→ **Data under study**
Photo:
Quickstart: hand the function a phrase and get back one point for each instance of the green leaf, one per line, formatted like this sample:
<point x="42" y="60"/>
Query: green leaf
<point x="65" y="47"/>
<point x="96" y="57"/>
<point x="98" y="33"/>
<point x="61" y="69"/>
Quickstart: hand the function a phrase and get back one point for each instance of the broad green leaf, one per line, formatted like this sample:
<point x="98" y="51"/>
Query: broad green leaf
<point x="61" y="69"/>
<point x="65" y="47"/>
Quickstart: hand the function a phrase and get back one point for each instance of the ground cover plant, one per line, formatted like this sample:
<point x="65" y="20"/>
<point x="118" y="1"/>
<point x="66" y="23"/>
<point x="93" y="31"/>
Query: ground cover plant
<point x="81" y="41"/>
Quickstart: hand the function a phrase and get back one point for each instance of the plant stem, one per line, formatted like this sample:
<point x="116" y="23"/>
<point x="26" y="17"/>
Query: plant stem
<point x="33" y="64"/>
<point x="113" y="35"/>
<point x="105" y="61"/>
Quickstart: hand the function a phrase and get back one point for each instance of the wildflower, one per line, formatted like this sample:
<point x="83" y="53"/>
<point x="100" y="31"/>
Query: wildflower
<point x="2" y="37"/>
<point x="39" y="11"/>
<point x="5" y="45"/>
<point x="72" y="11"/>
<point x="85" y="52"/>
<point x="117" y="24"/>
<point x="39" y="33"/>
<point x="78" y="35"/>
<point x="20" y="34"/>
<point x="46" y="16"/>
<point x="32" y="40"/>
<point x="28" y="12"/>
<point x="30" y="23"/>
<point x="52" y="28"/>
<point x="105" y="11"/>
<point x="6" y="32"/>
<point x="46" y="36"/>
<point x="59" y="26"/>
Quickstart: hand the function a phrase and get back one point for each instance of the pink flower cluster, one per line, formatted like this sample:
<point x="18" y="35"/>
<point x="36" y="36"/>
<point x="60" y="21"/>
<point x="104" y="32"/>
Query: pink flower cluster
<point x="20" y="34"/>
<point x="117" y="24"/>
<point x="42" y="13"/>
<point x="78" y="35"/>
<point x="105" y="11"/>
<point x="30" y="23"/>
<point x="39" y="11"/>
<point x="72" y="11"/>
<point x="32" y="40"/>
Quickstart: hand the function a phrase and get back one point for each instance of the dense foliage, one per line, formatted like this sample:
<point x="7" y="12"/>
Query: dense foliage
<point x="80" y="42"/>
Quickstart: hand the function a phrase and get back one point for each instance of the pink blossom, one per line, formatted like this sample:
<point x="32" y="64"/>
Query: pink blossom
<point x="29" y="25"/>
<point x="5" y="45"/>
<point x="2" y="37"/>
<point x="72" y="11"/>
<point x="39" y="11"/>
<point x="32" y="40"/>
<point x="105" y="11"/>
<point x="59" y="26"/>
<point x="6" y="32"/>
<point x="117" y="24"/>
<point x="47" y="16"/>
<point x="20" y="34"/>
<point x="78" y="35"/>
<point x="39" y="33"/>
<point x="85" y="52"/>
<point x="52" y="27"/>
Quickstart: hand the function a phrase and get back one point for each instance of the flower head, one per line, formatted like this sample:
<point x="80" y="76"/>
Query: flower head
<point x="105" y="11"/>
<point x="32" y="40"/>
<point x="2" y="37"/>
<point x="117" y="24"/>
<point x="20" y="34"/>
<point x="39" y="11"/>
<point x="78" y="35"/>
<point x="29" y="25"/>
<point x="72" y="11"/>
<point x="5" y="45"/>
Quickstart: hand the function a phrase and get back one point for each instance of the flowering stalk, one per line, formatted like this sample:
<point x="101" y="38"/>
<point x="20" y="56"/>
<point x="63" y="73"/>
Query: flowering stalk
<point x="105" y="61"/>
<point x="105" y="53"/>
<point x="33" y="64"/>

→ **What is expected**
The data above should be returned exactly as written.

→ **Exercise solution**
Photo:
Quickstart: hand the function a phrase and get back one point for each instance of the green leaf, one per line, formatted like this sample:
<point x="42" y="60"/>
Query: green leaf
<point x="65" y="47"/>
<point x="96" y="57"/>
<point x="98" y="33"/>
<point x="61" y="69"/>
Quickstart: hand the function a phrase and get back one point for each instance of the broad green leaf, one per line, formatted like this sample:
<point x="98" y="51"/>
Query: broad green leaf
<point x="61" y="69"/>
<point x="65" y="47"/>
Quickstart: hand the function a phrase and get back one point for each instance of the ground cover plant, one per line, formatted like this sample:
<point x="65" y="20"/>
<point x="118" y="1"/>
<point x="66" y="23"/>
<point x="93" y="31"/>
Query: ground cover plant
<point x="81" y="41"/>
Quickstart: hand the function a phrase and get back one point for each instance of the plant stem, one per line, formatted like this sample:
<point x="116" y="23"/>
<point x="26" y="17"/>
Query: plant stem
<point x="33" y="64"/>
<point x="113" y="35"/>
<point x="105" y="61"/>
Quickstart: hand the function a phrase and get back one point for each instance of the wildflower, one per line, formatted like this sample:
<point x="83" y="53"/>
<point x="100" y="31"/>
Query: wildflower
<point x="2" y="37"/>
<point x="39" y="11"/>
<point x="5" y="45"/>
<point x="72" y="11"/>
<point x="85" y="52"/>
<point x="117" y="24"/>
<point x="39" y="33"/>
<point x="78" y="35"/>
<point x="20" y="34"/>
<point x="46" y="16"/>
<point x="32" y="40"/>
<point x="28" y="12"/>
<point x="30" y="23"/>
<point x="52" y="28"/>
<point x="105" y="11"/>
<point x="6" y="32"/>
<point x="46" y="36"/>
<point x="59" y="26"/>
Quickstart: hand the function a phrase and get back one point for each instance of the pink flower cluster, one per line, formatted like this sample:
<point x="18" y="35"/>
<point x="36" y="36"/>
<point x="60" y="21"/>
<point x="104" y="32"/>
Query: pink flower cluster
<point x="20" y="34"/>
<point x="117" y="24"/>
<point x="42" y="13"/>
<point x="78" y="35"/>
<point x="105" y="11"/>
<point x="30" y="23"/>
<point x="39" y="11"/>
<point x="72" y="11"/>
<point x="32" y="40"/>
Quickstart: hand the function a phrase and get back one point for each instance of the dense foliage, one per line, formatted like this sample:
<point x="7" y="12"/>
Query: dense foliage
<point x="80" y="42"/>
Quickstart: hand the function a phrase and get back one point for each instance of the pink blossom, one per line, formatted like this sample:
<point x="32" y="64"/>
Query: pink blossom
<point x="29" y="25"/>
<point x="5" y="45"/>
<point x="2" y="37"/>
<point x="72" y="11"/>
<point x="39" y="11"/>
<point x="32" y="40"/>
<point x="105" y="11"/>
<point x="59" y="26"/>
<point x="6" y="32"/>
<point x="117" y="24"/>
<point x="47" y="16"/>
<point x="20" y="34"/>
<point x="78" y="35"/>
<point x="39" y="33"/>
<point x="85" y="52"/>
<point x="52" y="27"/>
Quickstart: hand the function a phrase and get back one point for each instance of the flower head, one per line, formatted like this sample:
<point x="80" y="76"/>
Query: flower head
<point x="105" y="11"/>
<point x="32" y="40"/>
<point x="2" y="37"/>
<point x="117" y="24"/>
<point x="20" y="34"/>
<point x="39" y="11"/>
<point x="78" y="35"/>
<point x="29" y="25"/>
<point x="72" y="11"/>
<point x="5" y="45"/>
Quickstart: hand the function a phrase and get back one point for each instance of the flowering stalk, one per line, formatted like this sample:
<point x="101" y="38"/>
<point x="20" y="56"/>
<point x="63" y="73"/>
Query: flowering stalk
<point x="105" y="61"/>
<point x="105" y="53"/>
<point x="33" y="64"/>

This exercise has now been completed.